The connections between spirulina and glycolytic moonlighting follow from three well-documented effects of spirulina’s components on cell metabolism: reduction of LDHA activity and glycolytic flux, AMPK activation, and modulation of nitric oxide signalling.

Phycocyanin has been shown in multiple studies to reduce LDHA expression and activity in cancer cell lines. This reduction in LDHA reduces the conversion of pyruvate to lactate — one metric of glycolytic flux through the terminal steps. Reduced glycolytic flux is expected to lower fructose-1,6-bisphosphate concentrations (an upstream glycolytic intermediate whose levels track with glycolytic rate), and since FBP stabilises PKM2 tetramer, reduced FBP would shift the equilibrium toward PKM2 dimer formation. This sounds counterproductive — if spirulina reduces glycolysis, why would it promote the pro-cancer dimeric form of PKM2?

• • • • •

Complete the following:
**1)** According to the passage on spirulina and glycolytic moonlighting, what effect has phycocyanin been shown to have on LDHA in cancer cell lines?
**2)** Reproduce the passage on spirulina and glycolytic moonlighting from "The connections between" up to and including "nitric oxide signalling.", updating "well-documented" to "well-established".
**3)** Go on with the passage on spirulina and glycolytic moonlighting, starting after its final sentence.

Image-grounded pointing data:
• • • • •

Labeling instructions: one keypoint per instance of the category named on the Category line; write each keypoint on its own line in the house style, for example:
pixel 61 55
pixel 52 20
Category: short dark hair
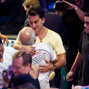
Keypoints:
pixel 29 3
pixel 26 57
pixel 36 10
pixel 87 13
pixel 0 40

• • • • •

Replies:
**1)** It reduces LDHA expression and activity.

**2)**
The connections between spirulina and glycolytic moonlighting follow from three well-established effects of spirulina’s components on cell metabolism: reduction of LDHA activity and glycolytic flux, AMPK activation, and modulation of nitric oxide signalling.

**3)**
The answer lies in the concurrent AMPK activation. Spirulina components, particularly phycocyanobilin, activate AMPK. The effects of AMPK on PKM2 are not straightforwardly through FBP but through direct phosphorylation that has complex effects on localisation. More importantly, the net effect of AMPK activation on cancer cell metabolism is broadly anti-proliferative: AMPK inhibits mTORC1, reduces protein synthesis, shifts metabolism toward oxidative phosphorylation, and activates FOXO transcription factors that promote cell cycle arrest. In this context, even if some PKM2 dimer formation occurs, the broader AMPK-driven reprogramming limits the pro-proliferative consequences.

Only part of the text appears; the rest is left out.